My old rear end had alot of play in it. Even after the pinion was tightened, it still had a lot of rational play. It wasn't coming from the pinion/ring gear mesh. It was the spider gears. The shims had disintegrated and were letting the gears move farther up the pinion shaft, which let the side gears rotate farther forward until everything engaged. The spider gears also had wallowed out on the spider (mate?) shaft allowing them to rotate. I double stacked shims from the junkyard, along with a good set of used spider gears and spider (mate?) shaft and it regained about 3/8" of rotational play.
215,000 on er. And the previous owner towed a horse trailer with it and had a trailer brake controller on it (dont know if that means anything.) How hard is it to replace these gears and how expensive are they?
At that mileage it would be a decent idea to consider redoing the gears. At the same time open up the carrier and see what the spiders and side gears look like as Frankentrunk mentioned. If you have limited slip you will need to redo the clutch plates as well.
I would go on ebay and look for the auctions by a user called 'badshoe' and buy his DVD on rebuilding axles. You would be into about $125-150 for gears, $100 for a bearing kit. Carrier internals will vary based on what you find. If you do it yourself you will save $300-600 in labor. It isnt that hard, it just takes patience and a good attention to detail. Toolwise you will need a dial indicator with a magnetic base, vernier type calipers, an inch pound analog torque wrench plus the regular arsenal of sockets and wrenches.
Sounds like I could tackle it. I'm only 17 but my father runs a machine shop so I'm guessing he has a better set of dial calipers than I have. Thanx for all the info.

#### [Requests]
**1)** Copy everything in the differential thread from "215,000 on er." down to "plates as well.", word for word.
**2)** Decide whether each statement agrees with the differential thread, answering yes or no and quoting the words that settle it: (a) The shims in the old rear end had disintegrated. (b) The play in the old rear end came from the pinion/ring gear mesh. (c) A bearing kit is estimated at $125-150.
**3)** Answer these questions from the differential thread:
(a) What mileage is given for the vehicle?
(b) What kind of business does the 17-year-old's father run?
(c) How much in labor could be saved by doing the job oneself?
The listing has no part in any of these tasks.

#### [Entries supplied]
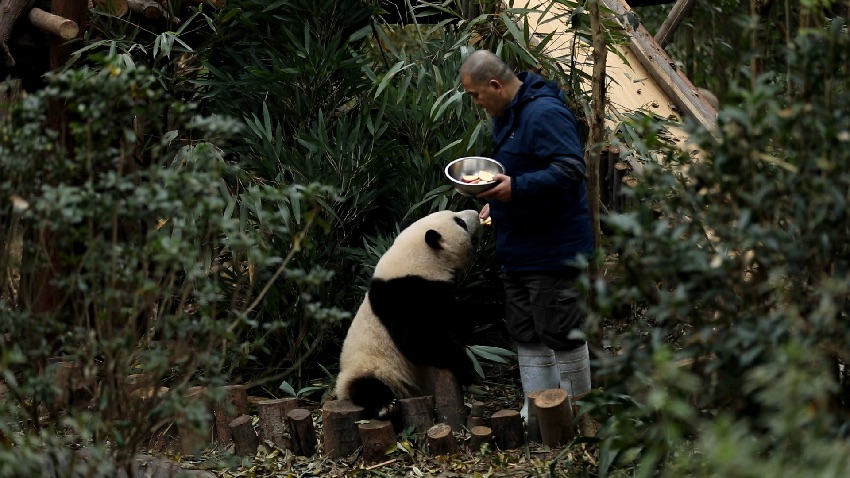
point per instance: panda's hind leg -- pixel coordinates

* * *

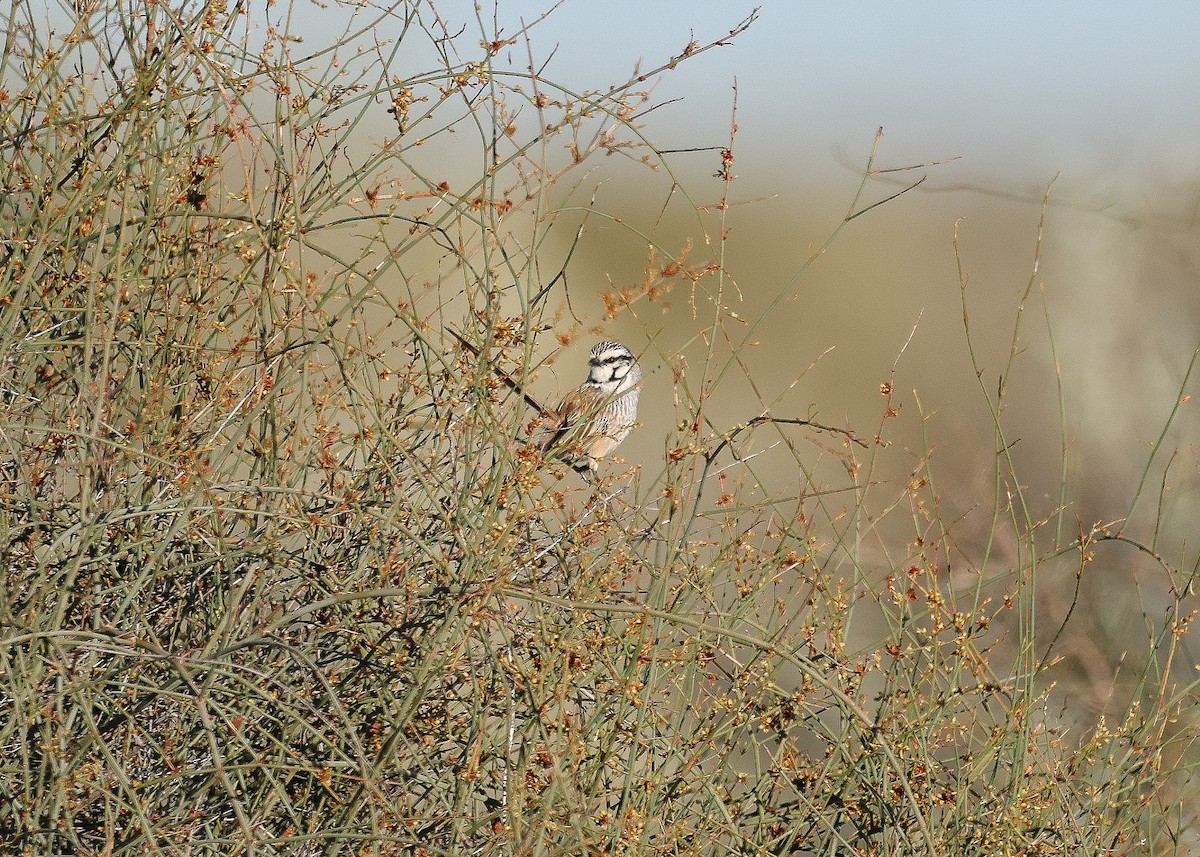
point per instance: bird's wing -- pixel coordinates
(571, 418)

#### [Solutions]
**1)**
215,000 on er. And the previous owner towed a horse trailer with it and had a trailer brake controller on it (dont know if that means anything.) How hard is it to replace these gears and how expensive are they?
At that mileage it would be a decent idea to consider redoing the gears. At the same time open up the carrier and see what the spiders and side gears look like as Frankentrunk mentioned. If you have limited slip you will need to redo the clutch plates as well.

**2)**
(a) Yes: "The shims had disintegrated"
(b) No: "It wasn't coming from the pinion/ring gear mesh."
(c) No: "$100 for a bearing kit."

**3)**
(a) 215,000
(b) A machine shop
(c) $300-600